··· ТЕКСТ ДЛЯ ЧТЕНИЯ ···
С этой же точки зрения, что представляет из себя, положим, солнце? В психическом опыте, т. е. как «восприятие», оно есть сравнительно небольшой комплекс пространственных, цветовых элементов и элементов «тепла». В физическом опыте это комплекс таких же и иных элементов, но уже гигантский: раскаленное сферическое тело, диаметром около полуторых миллионов километров, каким его принимает современная астрономия. А «в самом себе»: если мы знаем два «отражения», то об «отражаемом» солнце в «самом себе» — мы можем сделать некоторые выводы. Во-первых, тут его приходится представлять, как комплекс несравненно более богатый содержанием (элементами), чем даже «физический комплекс», выступающей в астрономии. Но в то же время, так как он не принадлежит к «органической» природе, то надо принять, что это — комплекс несравненно ниже организованный, чем какая-нибудь клетка; ему нельзя приписать такой, сравнительно сложной и сравнительно устойчивой связи элементов, какая характеризует «сознание», «психику», даже самые элементарные «психические переживания», словом — никакой из форм ассоциативной связи («память» и т. под.). В общем — это должен быть неизмеримо-грандиозный поток хаотично-изменчивых элементарных комбинаций. Сколько-нибудь ясного образа этого потока при нынешнем состоянии знаний мы составить себе не можем; но и о «непознаваемости» его или об его «неизвестной нам природе» говорить тоже не приходится, раз и его материал (элементы) и форма (неустойчивые группировки типа низшего сравнительно с ассоциативными) могут быть установлены хотя схематически.

Тот же способ рассмотрения может (и должен) быть применен ко всякому явлению. И тогда весь мировой процесс представляется в следующем виде. Это мир «элементов», образующих бесконечную цепь комплексов самых различных ступеней организованности; ее пределом внизу является «хаос элементов», а ее высшие формы, какие нам пока известны, это «человек» и — еще выше — «коллектив». Все эти комплексы действуют друг на друга, взаимно разрушая друг друга в «борьбе», взаимно связываясь в процессе образования больших и выше организованных систем, взаимно отражаясь одно в других. «Явления психические» — это отражения самых различных комплексов в таком из них, который обозначается как «человеческий индивидуум», явления «физические» — в таком, который называется «коллективный субъект». Такова эмпириомонистическая картина мира.

Философская школа, с такой свирепой враждой относящаяся к эмпириомонизму, должна была, конечно, исследовать и опровергнуть эту картину мира. Что же было сделано школою?
···
Продолжите текст об эмпириомонистической картине мира, начав сразу после его последнего предложения.
··· ВЫДЕРЖКИ ИЗ ДАННЫХ ···
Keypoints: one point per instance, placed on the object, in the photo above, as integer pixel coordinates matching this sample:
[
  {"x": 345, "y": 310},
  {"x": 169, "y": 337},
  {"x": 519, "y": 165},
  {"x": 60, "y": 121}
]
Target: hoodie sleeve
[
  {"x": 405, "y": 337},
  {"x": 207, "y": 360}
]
···
### ОТВЕТ К ЗАДАЧЕ
Началось дело с того, что эмпириомонизм был смешан с эмпириокритицизмом. Это было бы еще, пожалуй, ничего; можно сказать: больших изменений сравнительно с эмпириокритиками не находим, считаем маленькой ветвью махизма. — Но курьезно то, что смешение шло наоборот: эмпириокритики перечислялись в эмпириомонизм, о котором большинство их тогда и не слыхивало, и который им должен представляться, как своеобразная метафизика. Бельтов употребляет термин «эмпириомонизм», как равнозначащий с термином «махизм» (см. напр., примеч. к «Л. Фейербаху», изд. 1905 г., стр. 112); а Ортодокс считает даже возможным в прямых цитатах из моих статей заменять слово «эмпириокритицизм» словом «эмпириомонизм» (стр. 177).

За известными пределами эта тактика, впрочем, перестает быть простым «невинным недоразумением» А. Деборин, чтобы отождествить меня с эмпириокритиками, цитирует меня так, что вставляет два лишних слова в начале цитаты, выкидывает дюжину слов, не дожидаясь точки, в конце; и получается, прямо противоположно написанному мною, тот результат, что я признаю себя эмпириокритиком и «демократом», не более того, в философии (рецензия в «Соврем. Ж.», 1907, I, 252–253).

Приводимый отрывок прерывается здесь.